EXCERPTED PASSAGE

Laundry practices deserve a bigger role in COVID-19 prevention strategies for nursing homes and senior living communities, caution experts in the field.

It’s an area that’s relatively overlooked in the eldercare industry, volunteer board members from the nonprofit Healthcare Laundry Accreditation Council told McKnight’s. But with operators under enormous scrutiny during the pandemic, and most handling laundry on site, it may be time to consider additional attention to practices, they said.

In visits to skilled nursing facilities and senior living communities, HLAC Board President Linda McCurdy has long noted a lack of infection control protocol when it comes to laundry services. “Not only HLAC processes, but [the Centers for Disease Control and Prevention] and Health Canada standard operating procedures aren’t being followed,” said McCurdy, president and CEO of K-Bro Linen Systems in Canada and a veteran of the healthcare laundry processing industry.

“I think that’s a problem,” concurred Gregory Gicewicz, past HLAC board president and president/owner of Sterile Surgical Systems in Washington state. “We don’t see the same levels of rigor and same adherence to standards in the long-term care facilities that we do in the acute-care facilities.”

Meeting standards may be even more critical when residents’ health already is compromised, Gicewicz added. Although it is rare that infections and deaths are traced conclusively to linen, a few high-profile cases have occurred in healthcare institutions, notably involving immunocompromised or otherwise at-risk individuals, he said.

CHECK YOUR UNDERSTANDING
1. Print the laundry article from "Laundry practices deserve" up to and including "in the field.".
2. Answer these questions from the laundry article:
(a) What nonprofit do the volunteer board members belong to?
(b) What company does Linda McCurdy lead?
(c) In what state is Sterile Surgical Systems?
3. Continue the laundry article with the paragraphs that follow its final sentence.
The records that come next are separate material and have no connection to the laundry article.

EXTRACTED DATA

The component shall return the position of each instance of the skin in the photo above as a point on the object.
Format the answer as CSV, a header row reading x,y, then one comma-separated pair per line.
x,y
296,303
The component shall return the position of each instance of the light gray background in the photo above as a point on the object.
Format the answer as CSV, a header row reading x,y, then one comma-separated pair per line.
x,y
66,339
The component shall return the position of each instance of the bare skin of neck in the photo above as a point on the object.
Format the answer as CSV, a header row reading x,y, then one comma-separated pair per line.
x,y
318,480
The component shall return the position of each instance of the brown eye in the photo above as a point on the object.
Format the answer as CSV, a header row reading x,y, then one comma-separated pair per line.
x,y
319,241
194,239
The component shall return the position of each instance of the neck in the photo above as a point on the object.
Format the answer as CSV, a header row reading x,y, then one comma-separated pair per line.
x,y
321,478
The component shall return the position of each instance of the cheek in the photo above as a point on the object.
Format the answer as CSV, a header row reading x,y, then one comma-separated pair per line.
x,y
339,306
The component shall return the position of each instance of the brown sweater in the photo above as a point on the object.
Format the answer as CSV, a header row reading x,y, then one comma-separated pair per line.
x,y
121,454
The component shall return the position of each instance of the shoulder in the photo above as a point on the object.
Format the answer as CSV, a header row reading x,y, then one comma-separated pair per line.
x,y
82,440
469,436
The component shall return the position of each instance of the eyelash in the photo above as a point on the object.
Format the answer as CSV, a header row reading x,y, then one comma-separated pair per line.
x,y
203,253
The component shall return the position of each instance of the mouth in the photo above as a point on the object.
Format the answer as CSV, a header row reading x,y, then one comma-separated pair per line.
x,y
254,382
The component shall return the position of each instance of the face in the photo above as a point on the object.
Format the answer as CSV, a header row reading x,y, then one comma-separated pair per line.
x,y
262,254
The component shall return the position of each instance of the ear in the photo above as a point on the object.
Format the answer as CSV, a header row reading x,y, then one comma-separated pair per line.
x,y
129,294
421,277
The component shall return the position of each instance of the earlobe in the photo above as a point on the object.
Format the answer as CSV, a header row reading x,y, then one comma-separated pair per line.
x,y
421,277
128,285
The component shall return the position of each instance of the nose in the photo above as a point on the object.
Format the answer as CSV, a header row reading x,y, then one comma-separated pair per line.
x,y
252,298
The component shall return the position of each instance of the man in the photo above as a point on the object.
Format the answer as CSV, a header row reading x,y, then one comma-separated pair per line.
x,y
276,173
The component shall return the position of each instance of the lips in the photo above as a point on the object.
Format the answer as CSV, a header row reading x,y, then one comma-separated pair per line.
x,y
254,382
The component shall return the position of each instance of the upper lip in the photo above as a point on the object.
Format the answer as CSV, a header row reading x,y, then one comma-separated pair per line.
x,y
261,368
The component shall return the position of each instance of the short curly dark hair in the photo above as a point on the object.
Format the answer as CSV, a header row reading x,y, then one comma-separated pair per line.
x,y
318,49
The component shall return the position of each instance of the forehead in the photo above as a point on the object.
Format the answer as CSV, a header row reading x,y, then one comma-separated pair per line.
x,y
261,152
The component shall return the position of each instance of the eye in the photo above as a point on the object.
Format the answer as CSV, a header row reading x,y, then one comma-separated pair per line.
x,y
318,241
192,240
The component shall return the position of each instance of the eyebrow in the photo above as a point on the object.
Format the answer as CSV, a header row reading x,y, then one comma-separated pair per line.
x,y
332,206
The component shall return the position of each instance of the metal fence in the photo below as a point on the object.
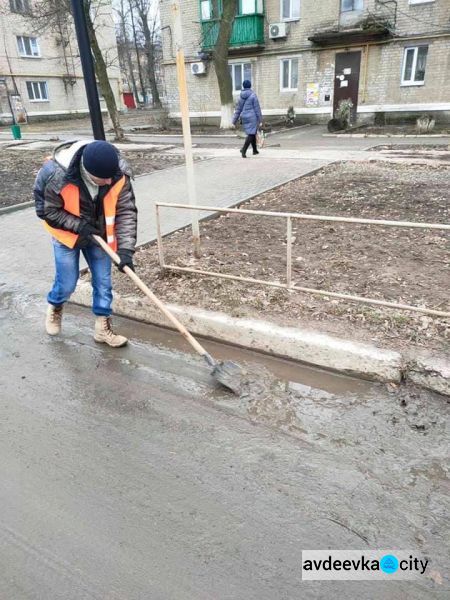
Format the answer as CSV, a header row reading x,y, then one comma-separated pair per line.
x,y
290,285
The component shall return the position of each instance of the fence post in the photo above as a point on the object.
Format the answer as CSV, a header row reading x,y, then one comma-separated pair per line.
x,y
159,238
289,253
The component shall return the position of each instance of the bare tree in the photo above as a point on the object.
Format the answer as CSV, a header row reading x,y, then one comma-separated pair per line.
x,y
101,70
123,44
149,27
220,60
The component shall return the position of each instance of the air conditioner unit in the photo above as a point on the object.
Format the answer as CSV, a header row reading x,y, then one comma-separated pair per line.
x,y
277,31
198,68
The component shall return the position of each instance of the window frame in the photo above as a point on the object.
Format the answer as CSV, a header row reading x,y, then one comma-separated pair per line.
x,y
41,85
23,54
239,14
290,18
414,2
24,10
282,61
232,65
412,82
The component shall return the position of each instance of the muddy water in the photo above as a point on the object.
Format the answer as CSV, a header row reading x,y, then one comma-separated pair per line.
x,y
280,368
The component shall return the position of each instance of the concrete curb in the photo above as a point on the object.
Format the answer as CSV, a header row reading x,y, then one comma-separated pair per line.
x,y
318,349
9,209
430,372
386,135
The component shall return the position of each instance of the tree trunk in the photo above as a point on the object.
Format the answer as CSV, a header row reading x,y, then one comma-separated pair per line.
x,y
126,50
103,79
220,59
156,101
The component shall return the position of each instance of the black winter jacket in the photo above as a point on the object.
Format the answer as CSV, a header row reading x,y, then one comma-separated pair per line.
x,y
91,210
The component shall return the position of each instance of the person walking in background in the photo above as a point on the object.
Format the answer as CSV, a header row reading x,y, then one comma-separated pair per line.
x,y
249,111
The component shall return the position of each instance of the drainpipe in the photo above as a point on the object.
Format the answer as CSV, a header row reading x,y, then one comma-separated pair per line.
x,y
365,71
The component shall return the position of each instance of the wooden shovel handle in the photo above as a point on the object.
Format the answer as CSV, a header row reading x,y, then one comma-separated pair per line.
x,y
141,285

TASK RESULTS
1.
Laundry practices deserve a bigger role in COVID-19 prevention strategies for nursing homes and senior living communities, caution experts in the field.

2.
(a) The Healthcare Laundry Accreditation Council
(b) K-Bro Linen Systems in Canada
(c) Washington

3.
Organisms such as Clostridium difficile may be on the linen, for example. If it is not laundered properly or if C-diff contaminated linen touches clean linen, it may be transmitted to staff involved in handling soiled items, opening up the opportunity to infect residents. COVID-19 has been found to last two days or more on linens. Improper processes, such incorrect water temperatures and handling procedures, can increase the risk of disease transmission. 

The takeaway? It’s all about the process, McCurdy and Gicewicz said. If staff members get the steps right, then they will end up with hygienically clean laundry. If not, there may be problems, they said.

Common misses:

  • Lack of functional separation: It is “absolutely imperative” that clean, processed linen is kept functionally separate from dirty, contaminated linen to avoid cross-contamination, McCurdy said.
  • Mixing heavily and lightly soiled items: Items heavily soiled with bodily fluids (such as incontinence pads) must not be mixed with lightly soiled items (such as a bedspread). Many facilities, when asked to show their policy for sorting details, assume that simply ensuring that everything is washed means that it is clean, but this isn’t true in practice, Gicewicz cautioned.
  • Negative air flow: Often, no wall or physical structure exists in an eldercare facility’s laundry to prevent air where dirty laundry is handled from flowing to the area where the clean laundry is handled, increasing the risk of contamination.

No matter how an operator decides to tackle the question of improving laundry processes, awareness of the risks and potential problems must be the top concern, Gicewicz concluded.